THE EXERCISE
How many lines in the material below contain the string "small"? Case counts, so reply with that number alone.
-------- PROVIDED DATA
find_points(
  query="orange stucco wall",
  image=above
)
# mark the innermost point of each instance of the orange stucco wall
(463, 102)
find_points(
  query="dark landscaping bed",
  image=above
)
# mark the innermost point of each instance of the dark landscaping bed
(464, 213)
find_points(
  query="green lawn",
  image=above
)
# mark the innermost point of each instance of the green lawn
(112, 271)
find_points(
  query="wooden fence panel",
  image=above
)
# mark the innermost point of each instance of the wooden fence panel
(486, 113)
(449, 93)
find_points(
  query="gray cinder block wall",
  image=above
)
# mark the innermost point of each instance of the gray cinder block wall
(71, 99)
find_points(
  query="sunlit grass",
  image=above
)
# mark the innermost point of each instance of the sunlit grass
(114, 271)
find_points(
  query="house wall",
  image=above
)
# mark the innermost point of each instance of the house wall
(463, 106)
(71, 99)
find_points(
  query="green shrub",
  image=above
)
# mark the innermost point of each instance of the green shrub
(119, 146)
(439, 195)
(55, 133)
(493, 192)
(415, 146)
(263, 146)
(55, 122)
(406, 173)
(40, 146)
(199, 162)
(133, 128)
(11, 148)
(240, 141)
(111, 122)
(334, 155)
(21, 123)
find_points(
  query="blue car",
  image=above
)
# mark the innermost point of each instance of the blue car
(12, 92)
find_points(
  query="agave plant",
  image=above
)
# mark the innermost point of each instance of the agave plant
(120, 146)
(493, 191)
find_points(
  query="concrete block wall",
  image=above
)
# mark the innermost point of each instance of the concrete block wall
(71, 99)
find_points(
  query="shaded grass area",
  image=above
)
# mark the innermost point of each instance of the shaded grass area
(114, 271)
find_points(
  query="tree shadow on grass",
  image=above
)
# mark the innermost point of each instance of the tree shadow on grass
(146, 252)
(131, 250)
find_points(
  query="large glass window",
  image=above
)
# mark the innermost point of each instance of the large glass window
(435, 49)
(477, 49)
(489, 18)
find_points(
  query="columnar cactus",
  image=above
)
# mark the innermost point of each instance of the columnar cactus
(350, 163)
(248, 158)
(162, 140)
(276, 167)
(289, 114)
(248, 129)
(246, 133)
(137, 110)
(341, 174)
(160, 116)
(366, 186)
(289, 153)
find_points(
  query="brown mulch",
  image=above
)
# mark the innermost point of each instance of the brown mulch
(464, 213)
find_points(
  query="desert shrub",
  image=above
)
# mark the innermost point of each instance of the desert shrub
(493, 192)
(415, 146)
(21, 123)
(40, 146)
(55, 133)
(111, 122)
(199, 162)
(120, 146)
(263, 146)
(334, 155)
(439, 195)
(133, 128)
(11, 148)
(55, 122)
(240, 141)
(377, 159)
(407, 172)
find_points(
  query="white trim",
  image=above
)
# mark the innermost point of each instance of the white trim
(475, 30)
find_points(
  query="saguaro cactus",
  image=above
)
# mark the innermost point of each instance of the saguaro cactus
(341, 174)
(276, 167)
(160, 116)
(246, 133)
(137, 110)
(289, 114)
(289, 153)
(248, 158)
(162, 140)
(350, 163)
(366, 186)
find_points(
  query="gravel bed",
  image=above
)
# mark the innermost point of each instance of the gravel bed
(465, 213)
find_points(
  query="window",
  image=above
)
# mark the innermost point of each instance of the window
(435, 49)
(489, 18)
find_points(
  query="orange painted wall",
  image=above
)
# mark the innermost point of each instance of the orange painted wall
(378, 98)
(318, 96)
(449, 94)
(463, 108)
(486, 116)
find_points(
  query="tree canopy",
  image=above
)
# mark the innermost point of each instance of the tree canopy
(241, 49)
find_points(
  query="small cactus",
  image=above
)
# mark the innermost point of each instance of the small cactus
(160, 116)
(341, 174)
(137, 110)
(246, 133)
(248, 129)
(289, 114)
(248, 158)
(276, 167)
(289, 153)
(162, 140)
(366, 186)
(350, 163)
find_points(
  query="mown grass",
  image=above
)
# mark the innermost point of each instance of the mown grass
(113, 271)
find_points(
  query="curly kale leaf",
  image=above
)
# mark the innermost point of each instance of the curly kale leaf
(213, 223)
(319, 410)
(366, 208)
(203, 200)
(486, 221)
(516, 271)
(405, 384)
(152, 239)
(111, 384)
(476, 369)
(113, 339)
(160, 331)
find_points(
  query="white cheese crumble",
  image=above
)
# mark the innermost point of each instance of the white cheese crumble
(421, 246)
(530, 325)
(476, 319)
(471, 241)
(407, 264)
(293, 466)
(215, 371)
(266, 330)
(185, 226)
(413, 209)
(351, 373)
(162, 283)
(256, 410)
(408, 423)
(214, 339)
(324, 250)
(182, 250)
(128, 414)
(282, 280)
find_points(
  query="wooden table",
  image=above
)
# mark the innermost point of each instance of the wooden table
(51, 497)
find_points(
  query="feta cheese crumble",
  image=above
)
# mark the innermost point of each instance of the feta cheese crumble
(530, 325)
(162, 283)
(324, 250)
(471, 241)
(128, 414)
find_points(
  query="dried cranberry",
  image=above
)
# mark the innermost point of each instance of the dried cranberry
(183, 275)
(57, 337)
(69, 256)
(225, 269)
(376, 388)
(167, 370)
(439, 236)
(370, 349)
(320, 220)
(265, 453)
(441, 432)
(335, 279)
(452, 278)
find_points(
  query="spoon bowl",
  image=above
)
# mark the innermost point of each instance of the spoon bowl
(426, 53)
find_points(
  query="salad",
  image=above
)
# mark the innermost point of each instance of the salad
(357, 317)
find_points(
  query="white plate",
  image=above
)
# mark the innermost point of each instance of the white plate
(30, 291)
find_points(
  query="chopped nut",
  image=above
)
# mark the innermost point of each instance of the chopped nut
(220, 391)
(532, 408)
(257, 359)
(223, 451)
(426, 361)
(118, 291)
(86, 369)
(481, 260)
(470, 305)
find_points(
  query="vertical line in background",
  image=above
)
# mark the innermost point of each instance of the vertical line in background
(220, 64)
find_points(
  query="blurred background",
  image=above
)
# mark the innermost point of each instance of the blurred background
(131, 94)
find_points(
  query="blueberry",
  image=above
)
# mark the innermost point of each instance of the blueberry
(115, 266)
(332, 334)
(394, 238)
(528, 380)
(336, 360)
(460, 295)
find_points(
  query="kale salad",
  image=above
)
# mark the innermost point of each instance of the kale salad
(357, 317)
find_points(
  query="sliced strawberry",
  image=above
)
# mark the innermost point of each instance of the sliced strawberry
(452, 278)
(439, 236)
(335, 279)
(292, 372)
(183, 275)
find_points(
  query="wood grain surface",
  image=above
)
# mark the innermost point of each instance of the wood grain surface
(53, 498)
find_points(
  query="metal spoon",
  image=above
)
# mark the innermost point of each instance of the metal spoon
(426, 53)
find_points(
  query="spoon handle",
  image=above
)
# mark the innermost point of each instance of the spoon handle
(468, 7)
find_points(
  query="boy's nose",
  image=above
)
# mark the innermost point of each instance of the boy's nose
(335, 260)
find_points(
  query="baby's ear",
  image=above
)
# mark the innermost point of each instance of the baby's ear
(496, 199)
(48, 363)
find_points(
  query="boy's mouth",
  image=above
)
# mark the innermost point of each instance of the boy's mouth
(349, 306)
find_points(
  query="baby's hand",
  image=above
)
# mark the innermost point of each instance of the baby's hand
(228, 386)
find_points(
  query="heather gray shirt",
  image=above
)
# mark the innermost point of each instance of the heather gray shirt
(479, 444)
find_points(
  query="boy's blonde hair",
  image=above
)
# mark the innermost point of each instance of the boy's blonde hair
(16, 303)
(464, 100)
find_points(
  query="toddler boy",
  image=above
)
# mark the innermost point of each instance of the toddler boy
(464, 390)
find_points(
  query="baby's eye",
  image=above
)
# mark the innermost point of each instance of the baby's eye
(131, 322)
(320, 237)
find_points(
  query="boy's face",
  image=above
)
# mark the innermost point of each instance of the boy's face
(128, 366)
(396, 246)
----------------
OUTPUT OF THE TASK
2